╭─ Available data

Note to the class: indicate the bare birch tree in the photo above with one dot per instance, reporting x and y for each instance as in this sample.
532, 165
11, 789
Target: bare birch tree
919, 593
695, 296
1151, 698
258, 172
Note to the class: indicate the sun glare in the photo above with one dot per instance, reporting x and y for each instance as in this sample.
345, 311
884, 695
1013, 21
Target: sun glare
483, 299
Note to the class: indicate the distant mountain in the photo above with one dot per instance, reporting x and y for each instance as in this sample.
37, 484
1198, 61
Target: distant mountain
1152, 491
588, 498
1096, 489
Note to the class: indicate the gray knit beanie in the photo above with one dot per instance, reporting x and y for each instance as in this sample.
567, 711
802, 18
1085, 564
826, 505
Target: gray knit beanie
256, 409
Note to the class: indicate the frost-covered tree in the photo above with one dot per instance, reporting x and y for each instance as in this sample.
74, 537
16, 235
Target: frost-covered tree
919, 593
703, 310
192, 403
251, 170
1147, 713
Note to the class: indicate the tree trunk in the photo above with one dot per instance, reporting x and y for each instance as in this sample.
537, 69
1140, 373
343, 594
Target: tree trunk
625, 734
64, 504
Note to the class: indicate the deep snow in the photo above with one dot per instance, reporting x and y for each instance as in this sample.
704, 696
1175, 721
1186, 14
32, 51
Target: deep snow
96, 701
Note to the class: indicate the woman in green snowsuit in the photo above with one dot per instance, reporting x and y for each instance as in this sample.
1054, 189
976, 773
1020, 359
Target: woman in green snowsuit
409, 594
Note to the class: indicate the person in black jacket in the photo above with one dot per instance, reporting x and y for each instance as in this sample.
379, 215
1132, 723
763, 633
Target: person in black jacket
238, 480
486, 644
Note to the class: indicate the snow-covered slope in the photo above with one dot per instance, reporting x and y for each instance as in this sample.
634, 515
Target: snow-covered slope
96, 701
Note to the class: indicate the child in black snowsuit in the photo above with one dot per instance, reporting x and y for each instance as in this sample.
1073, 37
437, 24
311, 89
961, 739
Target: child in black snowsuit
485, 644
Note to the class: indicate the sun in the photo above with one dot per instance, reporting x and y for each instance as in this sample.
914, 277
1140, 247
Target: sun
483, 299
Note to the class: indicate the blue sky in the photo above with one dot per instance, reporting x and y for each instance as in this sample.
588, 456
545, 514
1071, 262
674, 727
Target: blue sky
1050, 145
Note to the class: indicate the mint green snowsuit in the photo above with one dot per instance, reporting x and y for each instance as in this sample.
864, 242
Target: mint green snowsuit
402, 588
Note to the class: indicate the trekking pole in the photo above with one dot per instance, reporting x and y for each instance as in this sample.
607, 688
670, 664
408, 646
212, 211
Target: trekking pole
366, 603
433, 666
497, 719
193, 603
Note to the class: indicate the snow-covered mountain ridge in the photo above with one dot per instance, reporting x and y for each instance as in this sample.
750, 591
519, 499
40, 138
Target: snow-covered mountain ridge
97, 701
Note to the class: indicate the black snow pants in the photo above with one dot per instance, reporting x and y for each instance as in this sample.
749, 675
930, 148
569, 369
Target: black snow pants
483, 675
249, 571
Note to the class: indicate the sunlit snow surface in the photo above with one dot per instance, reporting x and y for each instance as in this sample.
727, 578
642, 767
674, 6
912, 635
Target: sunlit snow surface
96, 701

╰─

Written task: Retype all of the items above line by line, without altering a single word or number.

Answer to this task:
Note to the class: indicate the bare birch tree in the photo above with one dot per instance, reporting x and y for each instance as in this sample.
532, 165
11, 789
Target: bare birch tree
919, 593
695, 296
1151, 698
258, 172
Note to the class: indicate the sun glare in the photo above with one dot per instance, reporting x and y for each instance as in this sample.
345, 311
884, 695
1013, 21
Target: sun glare
483, 299
Note to the class: indicate the distant mountain in the photo above with one dot per instance, reporting x and y for each instance as in this sample.
37, 484
1198, 61
Target: distant mountain
1152, 491
588, 498
1096, 489
Note to the class: indicate the gray knit beanie in the photo above with one dot per instance, reporting x and y for each instance as in this sample.
567, 711
802, 18
1085, 564
826, 505
Target: gray knit beanie
256, 409
Note to the class: indicate the frost-covered tree in the photo above with one dot per instance, reporting x and y for each instance as in this sample.
74, 537
16, 235
Target: frost-covered tree
919, 593
703, 310
192, 403
251, 170
1147, 713
Note to the class: indicate the tree trunk in the photo above with one dot per instance, reporting x and y for each instance as in this sample.
537, 69
1140, 373
343, 594
Target: tree trunk
625, 734
64, 504
Note to the class: indicate the deep snow in the photo above with one dot per instance, reporting x and y for each instance as in this sample.
704, 696
1175, 721
1186, 14
32, 51
Target: deep snow
96, 701
Note to the class: indicate the woman in green snowsuit in the photo above with one dot per instance, reporting x and y for each instance as in this sample.
1054, 189
976, 773
1020, 359
Target: woman in green snowsuit
409, 594
Note to the class: indicate the person in black jacket in the photo above with one dot per instance, reporting x and y for each instance as in this sample.
379, 215
1132, 723
763, 633
Target: person in black jacket
238, 480
486, 644
Note to the class: indicate the snow-covered slope in the photo above with one dot per instance, reporting x and y for each instance as in this sample.
634, 515
Target: snow-covered slope
96, 701
Note to the class: indicate the child in black snowsuit in the photo above with one dot per instance, reporting x and y for each instance as in this sample.
1073, 37
437, 24
311, 89
961, 739
Target: child in black snowsuit
485, 644
Note to the class: indicate the sun in the photo above with one dot per instance, reporting x and y for each instance as in this sample.
914, 277
1140, 247
Target: sun
483, 299
Note to the class: indicate the blue sky in the photo above with one dot per instance, reporting x and y for each instance as in this sample.
588, 456
545, 514
1071, 262
674, 727
Target: blue sky
1050, 145
Note to the class: indicate the mint green snowsuit in the photo above with one dot per instance, reporting x and y for each instance as in this sample.
864, 242
Target: mint green snowsuit
402, 588
Note to the class: indicate the trekking pole in the photo above with one dot per instance, reporting x and y for each instance as in this sample.
607, 688
670, 664
408, 646
212, 211
Target: trekking pole
366, 603
433, 666
497, 719
193, 603
Note to the class: indicate the snow-covered mountain ridge in the photo above with one dot per instance, reporting x and y for each instance as in this sample.
750, 591
519, 499
40, 138
Target: snow-covered mountain ridge
97, 701
Note to the class: indicate the black snow pants in the photo above with one dot per instance, reporting x and y for each instance as in this sample.
749, 675
930, 148
569, 369
Target: black snow pants
483, 675
249, 571
Note to the class: indicate the sunlit snow surface in the photo above with one dot per instance, reporting x and y for each instance as in this sample.
727, 578
642, 767
674, 6
912, 635
Target: sunlit snow surface
96, 701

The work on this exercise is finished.